= Texte de lecture =

'''

Frédérick Gravel / Etienne Lepage - Ainsi parlait...

du 13 au 18 octobre 2014

Frédérick Gravel / Etienne Lepage - Ainsi parlait...

Le chorégraphe Frédérick Gravel et l'auteur Étienne Lepage provoquent nombre d'interrogations dont les interprétations semblent aussi multiples que nos subjectivités. Toujours est-il que le sens intime et politique crève peu à peu, pas à pas, l'apparence dérisoire des monologues et se régénère dans le mouvement.
  • Ainsi parlait...

« Jeter l'argent par les fenêtres de la beauté », la sentence est lancée dès le début et condense tout ce qui va suivre. Faut-il prendre ce risque ? Sur scène, d'étranges personnages le prennent assurément. Avec ironie, ils discourent à tour de rôle sur eux, la société, le théâtre, la justice, le monde. Du témoignage aux réflexions métaphysiques, du verbiage aux diatribes politiques, il n'y a qu'un pas, de danse... La parole fait naître un geste, souvent en contrepoint, et l'expression corporelle prolonge le discours. Ainsi s'entremêlent et s'hybrident les langages. Le chorégraphe Frédérick Gravel et l'auteur Étienne Lepage provoquent nombre d'interrogations dont les interprétations semblent aussi multiples que nos subjectivités. Toujours est-il que le sens intime et politique crève peu à peu, pas à pas, l'apparence dérisoire des monologues et se régénère dans le mouvement. Ainsi parlait...

Nicolas Transy

  • Entretien avec Frédérick Gravel et Étienne Lepage

Propos recueillis par Nicolas Transy

-Après un concert chorégraphique, place au texte dans cette nouvelle création ! Est-ce qu'on pourrait l'appeler cette fois « théâtre chorégraphique » ?

'''

= Extraits de données =
'''

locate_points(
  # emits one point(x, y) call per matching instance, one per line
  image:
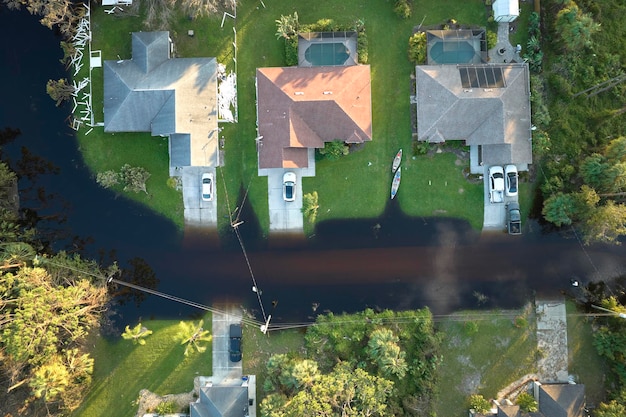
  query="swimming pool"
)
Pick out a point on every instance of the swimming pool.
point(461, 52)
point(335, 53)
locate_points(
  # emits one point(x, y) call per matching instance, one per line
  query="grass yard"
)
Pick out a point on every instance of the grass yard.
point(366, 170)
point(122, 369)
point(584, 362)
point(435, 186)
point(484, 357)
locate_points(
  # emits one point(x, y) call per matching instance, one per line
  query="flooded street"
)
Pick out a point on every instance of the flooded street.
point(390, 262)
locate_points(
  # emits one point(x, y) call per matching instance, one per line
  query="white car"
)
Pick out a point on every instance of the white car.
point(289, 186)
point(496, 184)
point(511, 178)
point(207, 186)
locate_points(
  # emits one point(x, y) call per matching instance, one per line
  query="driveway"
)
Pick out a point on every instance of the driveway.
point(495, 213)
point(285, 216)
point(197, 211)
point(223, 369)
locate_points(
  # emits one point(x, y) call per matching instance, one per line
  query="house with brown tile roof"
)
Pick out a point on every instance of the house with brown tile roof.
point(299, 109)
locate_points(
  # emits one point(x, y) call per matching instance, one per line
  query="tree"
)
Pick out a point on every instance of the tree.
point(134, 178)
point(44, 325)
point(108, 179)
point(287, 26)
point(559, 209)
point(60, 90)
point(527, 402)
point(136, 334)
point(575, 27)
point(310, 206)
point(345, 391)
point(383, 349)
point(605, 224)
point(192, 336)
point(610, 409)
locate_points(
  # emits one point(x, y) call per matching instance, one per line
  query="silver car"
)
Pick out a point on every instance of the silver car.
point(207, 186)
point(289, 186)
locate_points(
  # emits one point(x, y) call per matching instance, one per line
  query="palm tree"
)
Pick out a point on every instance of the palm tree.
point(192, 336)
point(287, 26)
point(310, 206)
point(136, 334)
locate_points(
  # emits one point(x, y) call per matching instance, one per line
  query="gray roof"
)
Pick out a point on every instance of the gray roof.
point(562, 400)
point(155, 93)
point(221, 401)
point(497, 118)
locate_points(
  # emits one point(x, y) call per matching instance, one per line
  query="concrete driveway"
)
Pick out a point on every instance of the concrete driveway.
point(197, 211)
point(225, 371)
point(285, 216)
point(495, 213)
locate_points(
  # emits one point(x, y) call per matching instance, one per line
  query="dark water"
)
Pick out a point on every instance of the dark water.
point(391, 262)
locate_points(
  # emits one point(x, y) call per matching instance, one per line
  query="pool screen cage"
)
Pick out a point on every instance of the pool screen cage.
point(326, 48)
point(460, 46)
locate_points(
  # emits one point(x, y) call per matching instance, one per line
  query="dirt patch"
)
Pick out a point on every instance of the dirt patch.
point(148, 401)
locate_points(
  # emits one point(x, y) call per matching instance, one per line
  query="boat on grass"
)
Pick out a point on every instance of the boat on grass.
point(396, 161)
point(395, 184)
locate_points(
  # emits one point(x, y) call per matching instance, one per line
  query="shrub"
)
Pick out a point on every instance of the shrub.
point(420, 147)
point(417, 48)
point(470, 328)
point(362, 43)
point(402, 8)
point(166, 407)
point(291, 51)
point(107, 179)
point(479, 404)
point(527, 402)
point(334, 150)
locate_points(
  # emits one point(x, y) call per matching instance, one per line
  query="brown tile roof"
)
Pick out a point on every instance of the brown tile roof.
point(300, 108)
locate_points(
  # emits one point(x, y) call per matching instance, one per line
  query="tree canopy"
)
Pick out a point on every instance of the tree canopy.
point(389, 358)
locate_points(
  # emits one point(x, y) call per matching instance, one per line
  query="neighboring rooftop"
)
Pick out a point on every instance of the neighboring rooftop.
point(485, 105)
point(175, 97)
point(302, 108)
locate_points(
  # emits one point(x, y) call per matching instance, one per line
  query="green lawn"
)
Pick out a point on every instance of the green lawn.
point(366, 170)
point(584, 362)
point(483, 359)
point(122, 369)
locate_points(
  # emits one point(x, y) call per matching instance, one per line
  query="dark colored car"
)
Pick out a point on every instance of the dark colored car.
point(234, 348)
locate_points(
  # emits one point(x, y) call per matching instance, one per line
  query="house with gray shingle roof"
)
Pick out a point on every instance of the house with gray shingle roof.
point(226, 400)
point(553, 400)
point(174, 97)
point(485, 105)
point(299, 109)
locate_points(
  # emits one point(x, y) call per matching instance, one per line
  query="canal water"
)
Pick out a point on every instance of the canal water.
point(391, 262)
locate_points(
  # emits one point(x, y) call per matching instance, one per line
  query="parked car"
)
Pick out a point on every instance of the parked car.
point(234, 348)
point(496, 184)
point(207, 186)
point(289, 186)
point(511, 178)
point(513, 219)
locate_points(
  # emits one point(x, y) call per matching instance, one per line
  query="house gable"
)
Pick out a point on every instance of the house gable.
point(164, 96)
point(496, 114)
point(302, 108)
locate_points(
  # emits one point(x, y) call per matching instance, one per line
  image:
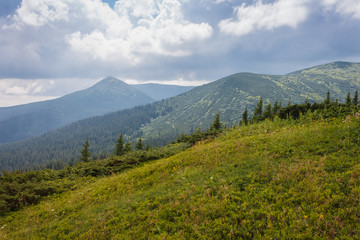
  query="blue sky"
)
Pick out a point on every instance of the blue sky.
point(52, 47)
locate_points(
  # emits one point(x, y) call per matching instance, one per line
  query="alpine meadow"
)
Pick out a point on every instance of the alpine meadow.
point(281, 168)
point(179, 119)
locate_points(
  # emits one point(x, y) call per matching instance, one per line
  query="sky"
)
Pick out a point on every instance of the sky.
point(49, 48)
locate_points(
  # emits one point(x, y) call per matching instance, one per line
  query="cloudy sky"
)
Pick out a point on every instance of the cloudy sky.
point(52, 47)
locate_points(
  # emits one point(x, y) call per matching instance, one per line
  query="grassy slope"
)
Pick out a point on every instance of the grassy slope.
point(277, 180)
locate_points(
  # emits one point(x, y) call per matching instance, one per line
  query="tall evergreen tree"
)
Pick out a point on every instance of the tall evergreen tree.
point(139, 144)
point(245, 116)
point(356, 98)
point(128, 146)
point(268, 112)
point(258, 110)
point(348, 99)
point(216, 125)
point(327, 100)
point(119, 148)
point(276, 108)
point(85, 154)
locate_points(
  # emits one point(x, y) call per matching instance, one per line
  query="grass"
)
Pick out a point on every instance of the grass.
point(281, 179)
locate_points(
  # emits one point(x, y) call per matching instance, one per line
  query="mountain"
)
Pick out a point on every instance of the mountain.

'''
'''

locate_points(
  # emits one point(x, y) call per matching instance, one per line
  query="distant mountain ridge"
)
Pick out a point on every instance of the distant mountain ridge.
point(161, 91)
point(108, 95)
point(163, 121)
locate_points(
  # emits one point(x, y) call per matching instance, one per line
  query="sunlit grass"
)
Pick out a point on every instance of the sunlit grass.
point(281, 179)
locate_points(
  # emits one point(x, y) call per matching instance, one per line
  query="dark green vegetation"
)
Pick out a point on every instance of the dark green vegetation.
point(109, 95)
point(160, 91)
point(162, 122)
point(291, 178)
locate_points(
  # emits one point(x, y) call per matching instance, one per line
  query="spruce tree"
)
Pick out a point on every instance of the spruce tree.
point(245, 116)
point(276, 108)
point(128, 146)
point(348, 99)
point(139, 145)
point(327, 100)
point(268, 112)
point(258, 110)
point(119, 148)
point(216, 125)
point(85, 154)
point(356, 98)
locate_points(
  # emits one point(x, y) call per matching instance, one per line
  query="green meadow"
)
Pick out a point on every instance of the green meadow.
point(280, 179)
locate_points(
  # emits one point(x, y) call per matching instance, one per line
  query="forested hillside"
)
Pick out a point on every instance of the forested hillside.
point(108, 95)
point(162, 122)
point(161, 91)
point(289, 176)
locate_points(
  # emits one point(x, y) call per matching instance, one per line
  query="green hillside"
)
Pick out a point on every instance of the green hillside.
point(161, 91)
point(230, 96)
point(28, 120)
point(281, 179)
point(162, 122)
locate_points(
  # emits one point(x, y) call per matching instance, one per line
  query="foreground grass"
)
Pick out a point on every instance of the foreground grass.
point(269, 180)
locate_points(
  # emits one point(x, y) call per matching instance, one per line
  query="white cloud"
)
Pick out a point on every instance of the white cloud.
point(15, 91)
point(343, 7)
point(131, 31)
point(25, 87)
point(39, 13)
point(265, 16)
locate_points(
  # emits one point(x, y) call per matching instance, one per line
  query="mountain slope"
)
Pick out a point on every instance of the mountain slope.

'''
'''

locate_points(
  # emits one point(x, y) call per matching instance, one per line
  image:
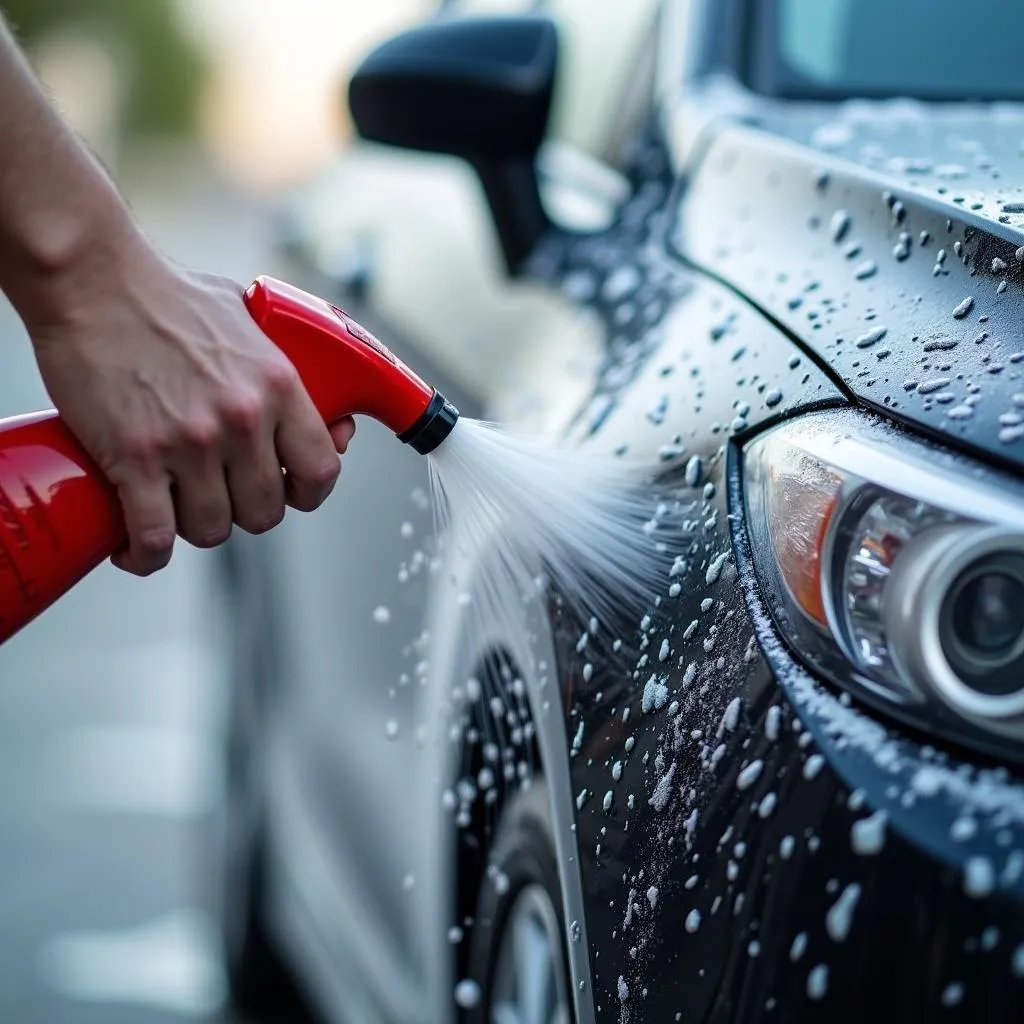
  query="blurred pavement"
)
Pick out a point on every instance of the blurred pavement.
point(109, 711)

'''

= Consignes =
1: D'après le texte de lecture, quelle sentence est lancée dès le début et condense tout ce qui va suivre ?
2: Indiquez si chacun des énoncés suivants concorde avec le texte de lecture, en citant les mots décisifs : (a) Frédérick Gravel est l'auteur et Étienne Lepage le chorégraphe. (b) Les personnages discourent à tour de rôle avec ironie. (c) Les propos de l'entretien ont été recueillis par Nicolas Transy.
3: Réécrivez sous forme de liste le paragraphe du texte de lecture qui commence par les mots « Jeter l'argent par les fenêtres de la beauté », en conservant ses faits principaux.
Appuyez-vous uniquement sur le texte de lecture.

= Corrigé =
1: « Jeter l'argent par les fenêtres de la beauté ».

2:
(a) Non : « Le chorégraphe Frédérick Gravel et l'auteur Étienne Lepage ».
(b) Oui : « Avec ironie, ils discourent à tour de rôle sur eux, la société, le théâtre, la justice, le monde. »
(c) Oui : « Propos recueillis par Nicolas Transy ».

3:
- La sentence « Jeter l'argent par les fenêtres de la beauté » est lancée dès le début et condense tout ce qui suit.
- Sur scène, d'étranges personnages prennent ce risque.
- Ils discourent avec ironie, à tour de rôle, sur eux, la société, le théâtre, la justice et le monde. Ils passent du témoignage aux réflexions métaphysiques et du verbiage aux diatribes politiques.
- La parole fait naître un geste, souvent en contrepoint, et l'expression corporelle prolonge le discours. Les langages s'entremêlent ainsi et s'hybrident.
- Le chorégraphe Frédérick Gravel et l'auteur Étienne Lepage provoquent de nombreuses interrogations, aux interprétations aussi multiples que nos subjectivités.
- Le sens intime et politique crève peu à peu l'apparence dérisoire des monologues et se régénère dans le mouvement.